§ Instructions:
a) From the Holland profile, list every award, citation, or honorary induction that Holland received.
b) Summarize the Holland profile in two sentences.
c) Print the portion of the Holland profile between "Leon’s experience at" and "C for grade.", inclusive.

§ Supplied passage:
+++

One of the first African American Students at University of Texas
Leon L. Holland was among the first African American students at the University of Texas (UT), graduating from the College of Natural Sciences. He made history as the first African-American ROTC officer commissioned at UT, going on to a 30 year distinguished career in the U.S. Army Medical Service Corps before retiring as a colonel. He served as chief of staff for the Army Medical Research and Development Command, received two Legion of Merit Awards, and was inducted into the Distinguished Order of Military Medical Merit. Holland is a recipient of the Heman Sweatt Legacy Award, the Dr. James L. Hill Leadership Circle Award, and The University of Texas Presidential Citation.
Leon’s experience at UT was trying. As he recalled, “Ninety percent of it was unwelcoming. Ten percent was a smattering of humanity recognizing us as human beings.” He was shunned by most white students, had access only to segregated dorms in a former army barracks and knew there were many places he could not safely go. Professors refused to call on African American students in classes even when grades depended on it, making it impossible to receive anything higher than a C for grade.
Leon once said his best experience at UT was leaving it, and swore he would never again set foot on campus. But over the years he was encouraged to see the university change in ways unheard of in his time, saying “Many of the younger students may have no idea of the struggles that we had—just like I didn’t know the struggles of my grandparents. Everybody comes on the shoulders of someone.”

+++

§ Dataset extract:

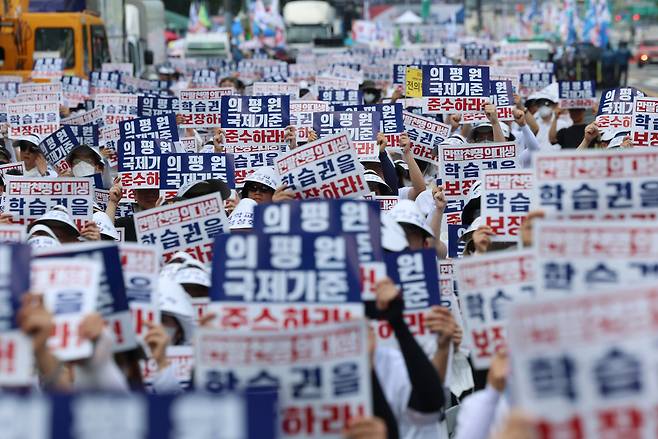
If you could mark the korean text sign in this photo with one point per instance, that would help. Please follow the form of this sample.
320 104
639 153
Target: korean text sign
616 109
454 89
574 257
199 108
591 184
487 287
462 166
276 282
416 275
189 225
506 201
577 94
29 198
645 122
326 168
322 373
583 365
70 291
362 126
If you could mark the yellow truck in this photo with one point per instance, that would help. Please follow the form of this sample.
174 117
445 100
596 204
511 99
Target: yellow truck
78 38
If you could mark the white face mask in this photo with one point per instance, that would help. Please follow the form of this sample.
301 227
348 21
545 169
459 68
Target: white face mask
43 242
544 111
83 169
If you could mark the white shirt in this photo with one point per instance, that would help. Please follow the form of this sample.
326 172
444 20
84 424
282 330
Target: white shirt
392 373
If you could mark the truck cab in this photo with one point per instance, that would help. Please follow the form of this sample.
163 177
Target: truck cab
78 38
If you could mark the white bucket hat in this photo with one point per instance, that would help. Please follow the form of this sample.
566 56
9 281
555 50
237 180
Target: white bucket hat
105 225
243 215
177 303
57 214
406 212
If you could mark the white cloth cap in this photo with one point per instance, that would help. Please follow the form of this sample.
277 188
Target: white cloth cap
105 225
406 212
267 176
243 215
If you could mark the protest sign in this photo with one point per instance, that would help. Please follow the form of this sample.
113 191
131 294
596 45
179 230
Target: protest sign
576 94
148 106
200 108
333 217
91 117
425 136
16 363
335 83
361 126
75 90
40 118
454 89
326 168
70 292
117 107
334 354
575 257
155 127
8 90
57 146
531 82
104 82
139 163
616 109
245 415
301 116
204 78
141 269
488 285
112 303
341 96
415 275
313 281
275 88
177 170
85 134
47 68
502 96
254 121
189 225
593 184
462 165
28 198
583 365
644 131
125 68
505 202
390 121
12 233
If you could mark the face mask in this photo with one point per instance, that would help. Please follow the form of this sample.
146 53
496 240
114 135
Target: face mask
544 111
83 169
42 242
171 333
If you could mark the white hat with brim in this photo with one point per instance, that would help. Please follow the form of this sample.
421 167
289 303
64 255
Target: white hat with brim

+++

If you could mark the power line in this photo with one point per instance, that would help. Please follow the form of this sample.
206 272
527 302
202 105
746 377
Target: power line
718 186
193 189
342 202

+++

§ Answers for the exercise:
a)
- Two Legion of Merit Awards
- Induction into the Distinguished Order of Military Medical Merit
- The Heman Sweatt Legacy Award
- The Dr. James L. Hill Leadership Circle Award
- The University of Texas Presidential Citation

b) Leon L. Holland was among the first African American students at the University of Texas and its first African-American ROTC officer commissioned there, and he went on to a 30-year Army Medical Service Corps career that ended when he retired as a colonel. His time at UT was largely unwelcoming, marked by segregation and professors who would not call on Black students, but he later saw the university change and noted that everybody comes on the shoulders of someone.

c)
Leon’s experience at UT was trying. As he recalled, “Ninety percent of it was unwelcoming. Ten percent was a smattering of humanity recognizing us as human beings.” He was shunned by most white students, had access only to segregated dorms in a former army barracks and knew there were many places he could not safely go. Professors refused to call on African American students in classes even when grades depended on it, making it impossible to receive anything higher than a C for grade.